**抜粋**
レジンでアクセサリー作りをしていると、市販の型では満足できず、自分だけの形の鉱石を作りたいと思う瞬間がありませんか。既製品のモールドは便利ですが、どうしても「どこかで見たことのある形」になってしまい、作品の個性が消えてしまいがちです。「もっと自然で、二つとして同じ形がない、本物の鉱物のようなアクセサリーを作りたい」。そう願うのは、ハンドメイド作家として自然なステップアップだと思います。
でも、いざモールドなしで挑戦しようとすると、どうやって液体のレジンを形にすればいいのか分からなかったり、あるいは100均の材料やアルミホイルを使って手軽にできる作り方がないかと探している方も多いはずです。私自身も最初は、硬化させたレジンをカッターで削ってみたものの白く曇る失敗をしたり、セロハンを入れても思うように輝かなかったりと、試行錯誤の連続でした。しかし、レジンの特性を理解し、正しい手順を踏めば、高価な道具を揃えなくても、研磨やコーティングのコツさえ掴めば、誰でもまるで宝石のような作品を生み出すことができます。
この記事では、私が実際に試して効果のあった「モールドレス造形」のノウハウを余すことなくお伝えします。

**提供データ**

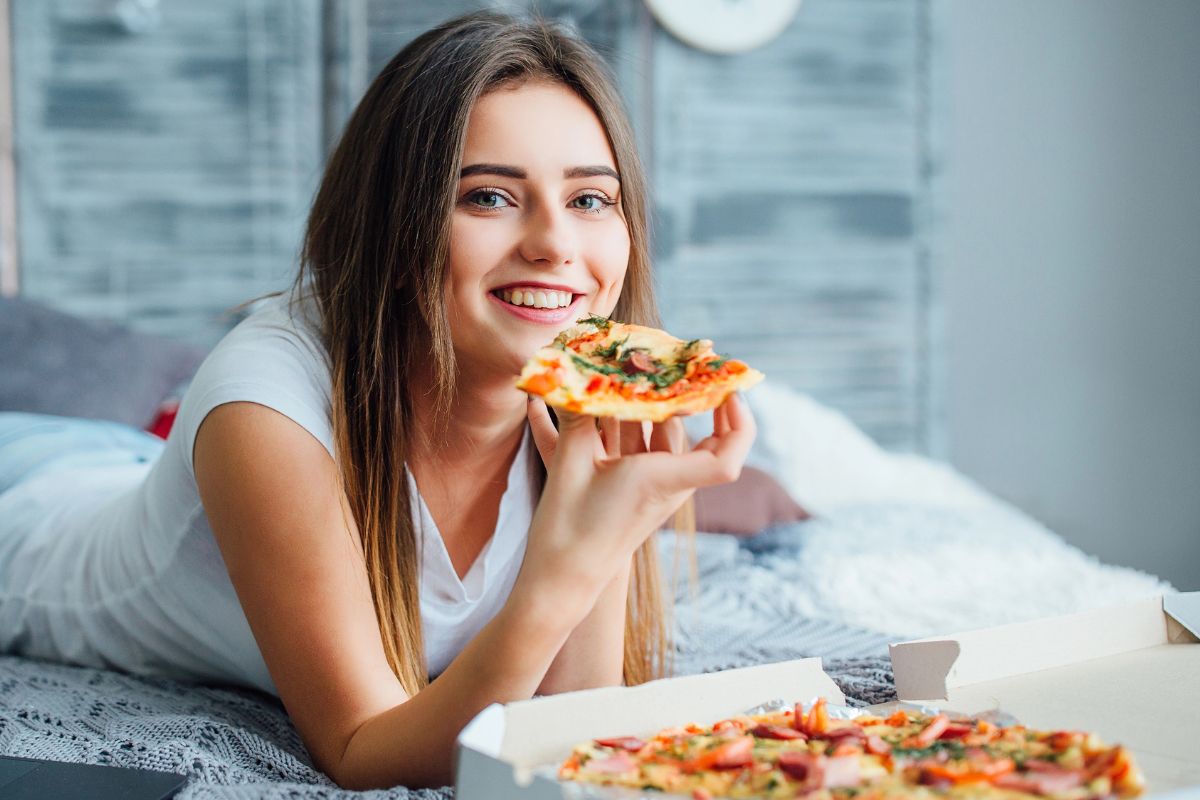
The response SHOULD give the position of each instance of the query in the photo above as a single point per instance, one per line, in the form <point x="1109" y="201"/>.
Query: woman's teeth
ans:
<point x="535" y="298"/>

**問題**
上のレジンの鉱石作りの文章から、「レジンでアクセサリー作りをし」で始まり「ステップアップだと思います。」までの部分を一字も変えずに書き写してください。

**解答**
レジンでアクセサリー作りをしていると、市販の型では満足できず、自分だけの形の鉱石を作りたいと思う瞬間がありませんか。既製品のモールドは便利ですが、どうしても「どこかで見たことのある形」になってしまい、作品の個性が消えてしまいがちです。「もっと自然で、二つとして同じ形がない、本物の鉱物のようなアクセサリーを作りたい」。そう願うのは、ハンドメイド作家として自然なステップアップだと思います。